Short exercise
Count the lines in the records that contain the string "white", where case matters, and give only the number.

Photo-based point labeling data
►
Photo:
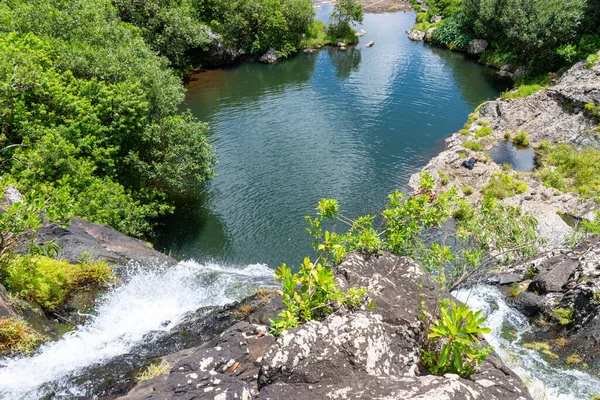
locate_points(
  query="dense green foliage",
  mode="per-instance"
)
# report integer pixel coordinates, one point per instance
(258, 25)
(345, 13)
(454, 344)
(310, 294)
(502, 186)
(88, 107)
(49, 282)
(540, 34)
(170, 27)
(406, 219)
(20, 221)
(568, 169)
(17, 336)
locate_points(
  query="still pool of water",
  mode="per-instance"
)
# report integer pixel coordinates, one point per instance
(353, 125)
(520, 158)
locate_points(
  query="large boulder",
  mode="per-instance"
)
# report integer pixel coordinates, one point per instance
(476, 47)
(98, 242)
(352, 354)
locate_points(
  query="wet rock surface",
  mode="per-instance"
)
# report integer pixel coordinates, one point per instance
(359, 354)
(98, 242)
(554, 115)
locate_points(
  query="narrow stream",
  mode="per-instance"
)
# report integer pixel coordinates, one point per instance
(149, 299)
(544, 380)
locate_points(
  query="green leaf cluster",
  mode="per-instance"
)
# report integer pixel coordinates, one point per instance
(50, 282)
(310, 294)
(570, 169)
(255, 26)
(454, 342)
(88, 107)
(502, 186)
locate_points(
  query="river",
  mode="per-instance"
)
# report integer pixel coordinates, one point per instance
(352, 125)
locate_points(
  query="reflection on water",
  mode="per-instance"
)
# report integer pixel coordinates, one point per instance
(520, 158)
(351, 124)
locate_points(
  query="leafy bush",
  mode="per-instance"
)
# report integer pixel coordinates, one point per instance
(345, 13)
(258, 25)
(569, 169)
(153, 370)
(563, 316)
(310, 294)
(171, 28)
(484, 131)
(17, 336)
(49, 282)
(455, 347)
(406, 218)
(452, 33)
(472, 145)
(521, 139)
(502, 186)
(93, 110)
(521, 92)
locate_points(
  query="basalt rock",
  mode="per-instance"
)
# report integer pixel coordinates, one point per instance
(353, 354)
(98, 242)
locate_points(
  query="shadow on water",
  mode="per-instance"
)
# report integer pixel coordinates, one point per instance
(345, 61)
(348, 124)
(520, 158)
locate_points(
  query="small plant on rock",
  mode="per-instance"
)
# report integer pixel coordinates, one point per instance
(17, 336)
(310, 294)
(563, 316)
(154, 370)
(455, 347)
(521, 139)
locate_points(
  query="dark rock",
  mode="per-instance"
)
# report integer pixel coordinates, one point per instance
(503, 278)
(555, 279)
(530, 304)
(98, 242)
(216, 53)
(469, 164)
(362, 354)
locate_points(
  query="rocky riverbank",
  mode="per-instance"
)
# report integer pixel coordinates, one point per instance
(357, 354)
(560, 288)
(555, 115)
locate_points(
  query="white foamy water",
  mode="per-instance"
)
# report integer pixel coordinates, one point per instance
(544, 380)
(149, 299)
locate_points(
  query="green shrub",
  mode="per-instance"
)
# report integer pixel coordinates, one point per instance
(591, 60)
(593, 110)
(444, 179)
(17, 336)
(521, 139)
(563, 316)
(153, 370)
(502, 186)
(567, 168)
(521, 92)
(310, 294)
(97, 114)
(472, 145)
(484, 131)
(49, 282)
(455, 347)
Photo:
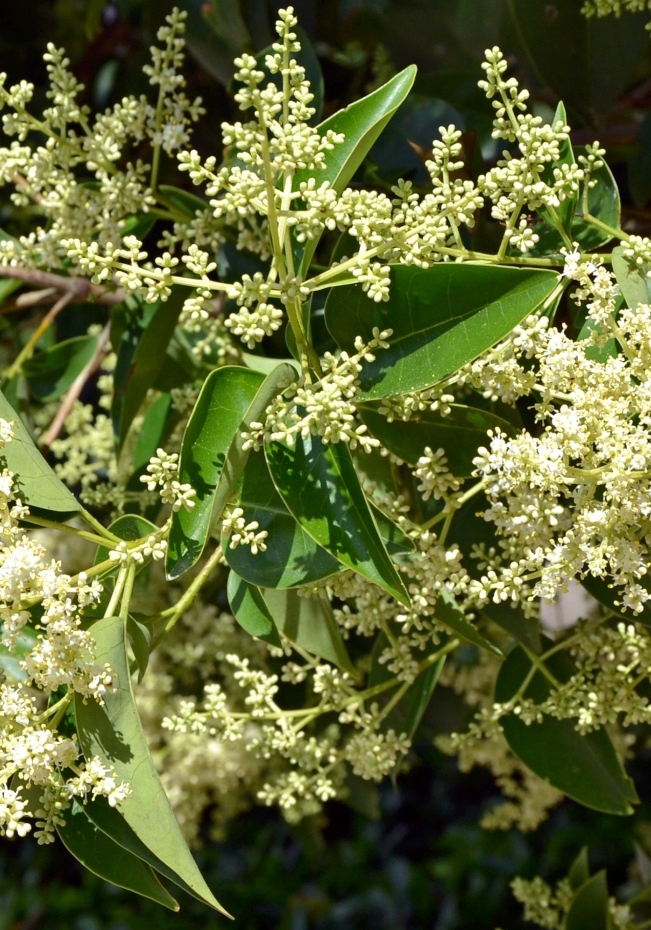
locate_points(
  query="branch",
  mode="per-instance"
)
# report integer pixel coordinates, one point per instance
(75, 390)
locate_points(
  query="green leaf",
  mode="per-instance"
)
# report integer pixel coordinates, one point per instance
(310, 623)
(569, 51)
(396, 542)
(212, 457)
(584, 767)
(250, 610)
(50, 373)
(361, 123)
(408, 712)
(632, 280)
(292, 558)
(579, 870)
(140, 356)
(442, 318)
(101, 855)
(35, 482)
(114, 733)
(589, 909)
(450, 615)
(320, 487)
(152, 433)
(130, 526)
(184, 202)
(459, 434)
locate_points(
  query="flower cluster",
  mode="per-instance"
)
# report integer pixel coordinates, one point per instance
(55, 654)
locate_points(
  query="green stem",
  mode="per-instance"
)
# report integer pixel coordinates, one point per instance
(185, 601)
(120, 582)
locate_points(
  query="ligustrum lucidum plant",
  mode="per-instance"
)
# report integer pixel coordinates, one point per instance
(312, 450)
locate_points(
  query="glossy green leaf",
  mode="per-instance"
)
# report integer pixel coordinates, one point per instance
(212, 456)
(140, 356)
(361, 123)
(152, 433)
(448, 613)
(250, 610)
(569, 51)
(408, 712)
(585, 767)
(35, 482)
(218, 415)
(320, 487)
(459, 434)
(590, 909)
(309, 622)
(102, 856)
(396, 542)
(442, 318)
(632, 280)
(139, 225)
(292, 558)
(50, 373)
(579, 870)
(114, 733)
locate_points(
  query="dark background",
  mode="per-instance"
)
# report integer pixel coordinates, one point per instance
(423, 864)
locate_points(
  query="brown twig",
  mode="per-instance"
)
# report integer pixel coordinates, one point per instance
(28, 349)
(78, 289)
(75, 389)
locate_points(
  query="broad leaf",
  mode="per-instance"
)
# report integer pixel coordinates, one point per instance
(34, 481)
(450, 615)
(361, 123)
(114, 733)
(569, 51)
(292, 558)
(250, 610)
(585, 767)
(140, 357)
(101, 855)
(49, 374)
(590, 908)
(152, 434)
(459, 434)
(442, 318)
(320, 487)
(212, 457)
(309, 622)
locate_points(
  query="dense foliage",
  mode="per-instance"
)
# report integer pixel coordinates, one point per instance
(301, 438)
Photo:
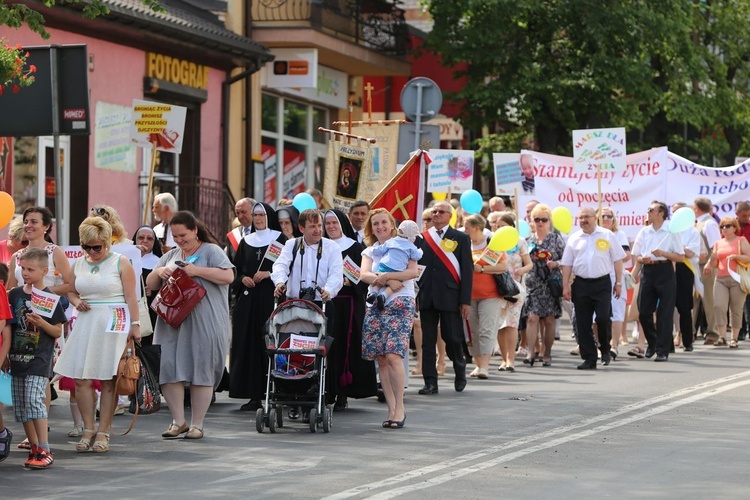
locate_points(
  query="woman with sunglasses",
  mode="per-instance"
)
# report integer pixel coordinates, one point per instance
(99, 280)
(37, 224)
(546, 248)
(727, 253)
(14, 242)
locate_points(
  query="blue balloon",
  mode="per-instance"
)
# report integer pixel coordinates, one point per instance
(304, 201)
(524, 230)
(471, 201)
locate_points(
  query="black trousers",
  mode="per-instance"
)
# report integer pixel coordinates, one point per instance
(684, 281)
(657, 295)
(452, 331)
(593, 296)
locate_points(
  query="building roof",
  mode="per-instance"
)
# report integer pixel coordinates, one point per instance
(184, 21)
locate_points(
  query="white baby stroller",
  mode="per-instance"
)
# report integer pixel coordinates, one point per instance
(297, 346)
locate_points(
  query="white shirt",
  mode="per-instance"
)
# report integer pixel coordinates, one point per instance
(330, 274)
(649, 240)
(160, 229)
(691, 240)
(406, 291)
(592, 255)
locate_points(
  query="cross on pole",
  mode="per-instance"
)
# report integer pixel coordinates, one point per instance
(401, 205)
(369, 88)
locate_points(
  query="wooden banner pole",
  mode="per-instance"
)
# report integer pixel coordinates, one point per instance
(150, 188)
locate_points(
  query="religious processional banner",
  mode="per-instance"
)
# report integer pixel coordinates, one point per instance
(345, 165)
(629, 192)
(725, 187)
(384, 163)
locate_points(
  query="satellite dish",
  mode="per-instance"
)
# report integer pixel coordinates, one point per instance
(426, 108)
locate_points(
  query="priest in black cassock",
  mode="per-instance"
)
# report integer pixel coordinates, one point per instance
(348, 374)
(253, 288)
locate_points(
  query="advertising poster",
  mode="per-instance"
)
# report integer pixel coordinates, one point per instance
(158, 124)
(602, 149)
(451, 171)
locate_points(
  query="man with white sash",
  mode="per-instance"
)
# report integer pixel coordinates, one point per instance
(444, 295)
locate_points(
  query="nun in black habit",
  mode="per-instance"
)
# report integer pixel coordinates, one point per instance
(348, 374)
(248, 362)
(289, 221)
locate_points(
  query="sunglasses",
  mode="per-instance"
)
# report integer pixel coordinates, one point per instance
(90, 248)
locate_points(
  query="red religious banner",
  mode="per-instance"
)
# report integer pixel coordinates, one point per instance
(403, 196)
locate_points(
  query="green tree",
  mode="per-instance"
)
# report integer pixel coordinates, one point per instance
(554, 66)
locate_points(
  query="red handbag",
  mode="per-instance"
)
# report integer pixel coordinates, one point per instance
(177, 298)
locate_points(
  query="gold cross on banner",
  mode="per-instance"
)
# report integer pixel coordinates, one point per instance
(369, 88)
(401, 205)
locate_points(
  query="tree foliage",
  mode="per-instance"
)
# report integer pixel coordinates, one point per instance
(558, 65)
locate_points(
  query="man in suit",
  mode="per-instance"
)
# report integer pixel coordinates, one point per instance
(358, 214)
(444, 295)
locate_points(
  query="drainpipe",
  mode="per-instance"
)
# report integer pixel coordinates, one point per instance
(225, 121)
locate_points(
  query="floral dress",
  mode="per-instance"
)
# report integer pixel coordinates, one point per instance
(539, 301)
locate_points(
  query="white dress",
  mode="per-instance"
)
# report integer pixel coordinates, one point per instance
(90, 353)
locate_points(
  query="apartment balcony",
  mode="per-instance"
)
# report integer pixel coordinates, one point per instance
(359, 37)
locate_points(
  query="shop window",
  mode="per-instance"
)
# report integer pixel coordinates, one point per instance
(295, 119)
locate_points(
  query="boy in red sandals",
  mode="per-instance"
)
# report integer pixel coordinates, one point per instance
(33, 344)
(5, 435)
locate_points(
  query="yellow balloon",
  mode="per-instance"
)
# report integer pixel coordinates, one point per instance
(562, 219)
(7, 208)
(504, 239)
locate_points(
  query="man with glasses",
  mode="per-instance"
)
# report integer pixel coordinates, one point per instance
(710, 234)
(656, 250)
(591, 254)
(444, 295)
(243, 211)
(358, 214)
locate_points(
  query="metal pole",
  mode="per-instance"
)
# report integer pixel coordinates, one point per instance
(418, 121)
(60, 222)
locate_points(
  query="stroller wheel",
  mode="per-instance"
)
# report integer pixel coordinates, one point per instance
(313, 419)
(272, 420)
(259, 420)
(327, 418)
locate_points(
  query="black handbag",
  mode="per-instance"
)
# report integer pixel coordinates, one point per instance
(148, 393)
(506, 286)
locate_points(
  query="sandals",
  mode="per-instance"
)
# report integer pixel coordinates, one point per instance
(85, 443)
(636, 352)
(101, 445)
(175, 430)
(194, 433)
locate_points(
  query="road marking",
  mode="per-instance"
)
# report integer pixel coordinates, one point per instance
(555, 437)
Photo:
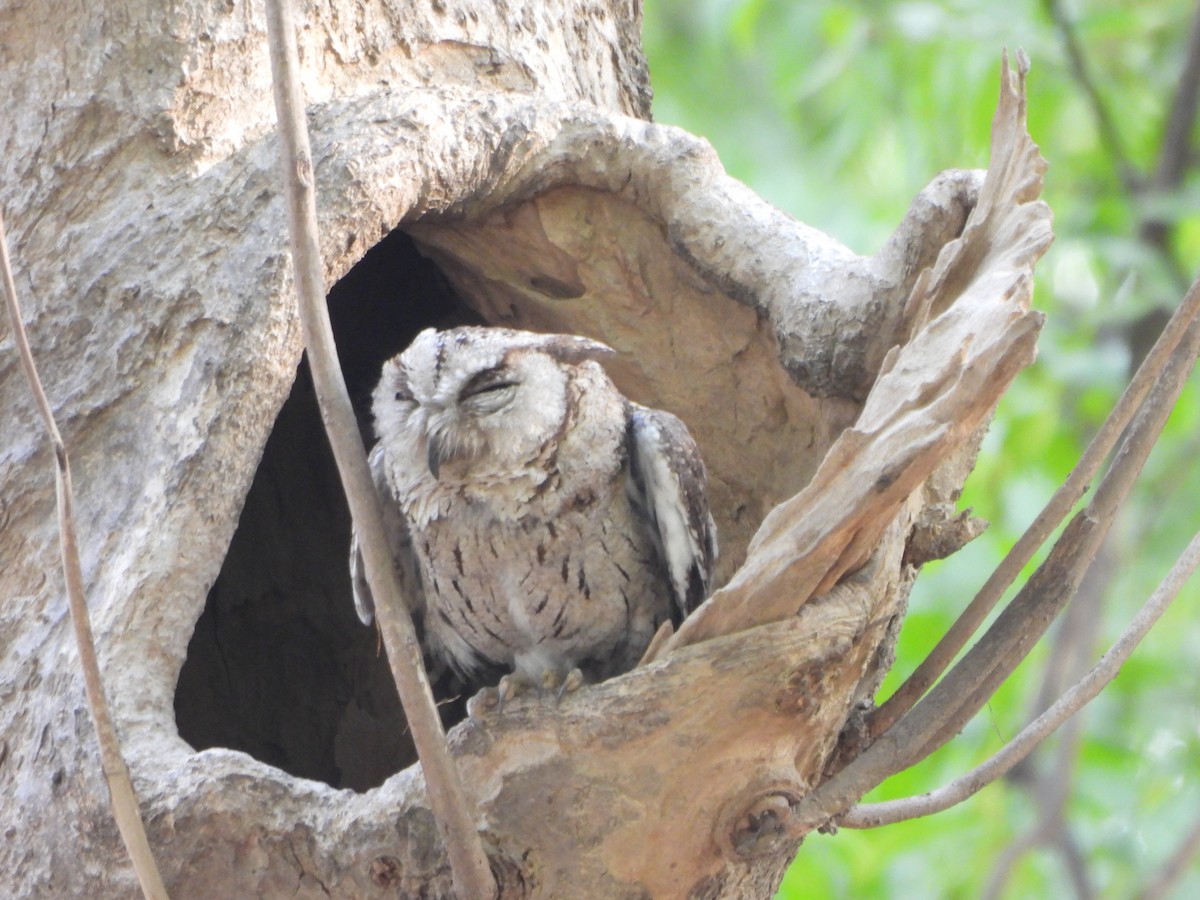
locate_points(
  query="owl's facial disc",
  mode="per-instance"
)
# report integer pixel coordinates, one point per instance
(486, 395)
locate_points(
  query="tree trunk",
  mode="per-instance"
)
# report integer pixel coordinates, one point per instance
(474, 161)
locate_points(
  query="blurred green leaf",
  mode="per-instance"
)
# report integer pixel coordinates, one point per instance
(840, 113)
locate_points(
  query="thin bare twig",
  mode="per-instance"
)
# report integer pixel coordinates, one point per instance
(1062, 502)
(972, 682)
(120, 787)
(1085, 690)
(453, 810)
(1083, 73)
(1176, 149)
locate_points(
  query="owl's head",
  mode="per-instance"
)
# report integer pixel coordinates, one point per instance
(473, 391)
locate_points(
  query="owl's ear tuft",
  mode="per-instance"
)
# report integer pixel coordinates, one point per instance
(574, 349)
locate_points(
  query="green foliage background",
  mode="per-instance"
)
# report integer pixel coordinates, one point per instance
(840, 113)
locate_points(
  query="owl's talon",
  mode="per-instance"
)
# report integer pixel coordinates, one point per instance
(485, 702)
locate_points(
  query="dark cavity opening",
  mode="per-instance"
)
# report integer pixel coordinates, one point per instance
(279, 665)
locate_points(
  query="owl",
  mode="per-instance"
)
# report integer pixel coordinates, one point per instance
(550, 525)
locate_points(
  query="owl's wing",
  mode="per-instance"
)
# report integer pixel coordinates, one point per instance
(401, 550)
(667, 485)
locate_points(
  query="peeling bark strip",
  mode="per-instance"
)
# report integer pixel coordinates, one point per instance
(141, 185)
(972, 331)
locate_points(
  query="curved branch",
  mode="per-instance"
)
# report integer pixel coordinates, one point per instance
(120, 787)
(472, 874)
(1057, 508)
(1084, 691)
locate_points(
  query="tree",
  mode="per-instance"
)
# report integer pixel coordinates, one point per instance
(526, 171)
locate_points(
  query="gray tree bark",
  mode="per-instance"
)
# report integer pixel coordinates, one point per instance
(511, 144)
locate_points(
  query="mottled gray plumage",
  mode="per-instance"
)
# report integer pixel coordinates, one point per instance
(550, 523)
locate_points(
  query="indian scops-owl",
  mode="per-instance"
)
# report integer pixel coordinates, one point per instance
(552, 525)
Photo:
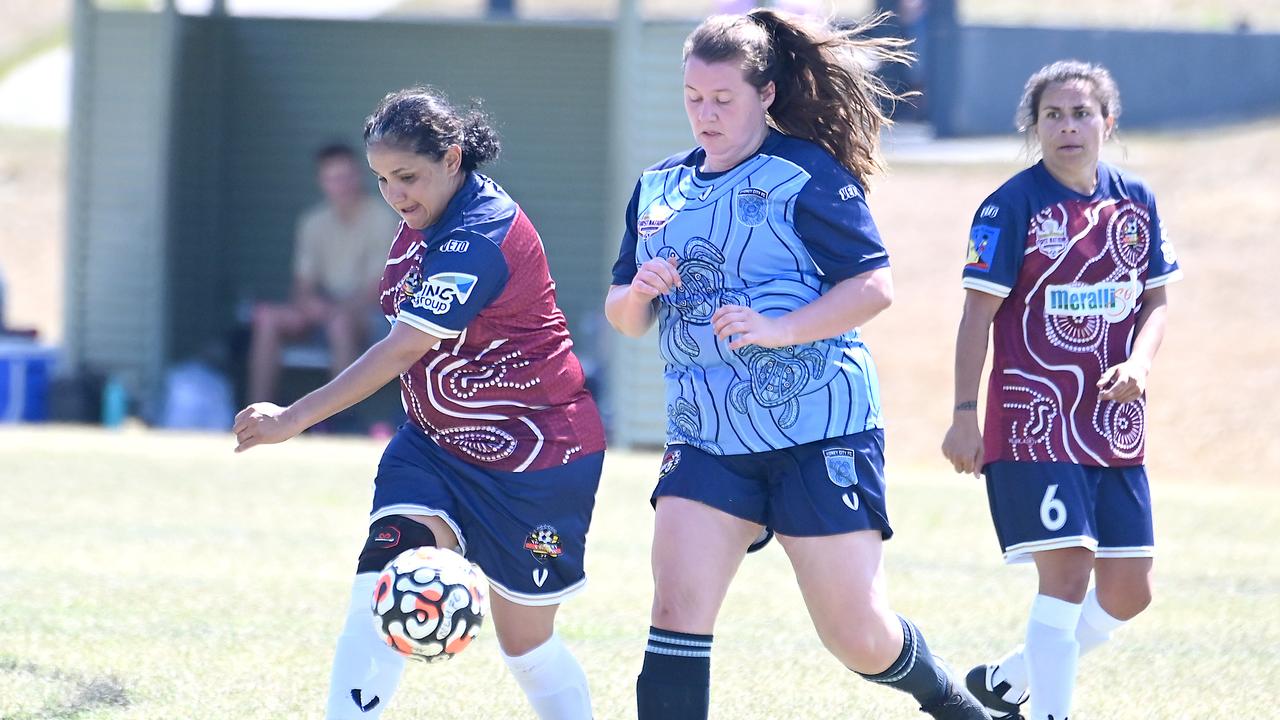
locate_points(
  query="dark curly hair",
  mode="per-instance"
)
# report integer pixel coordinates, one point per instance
(423, 119)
◄
Answer below
5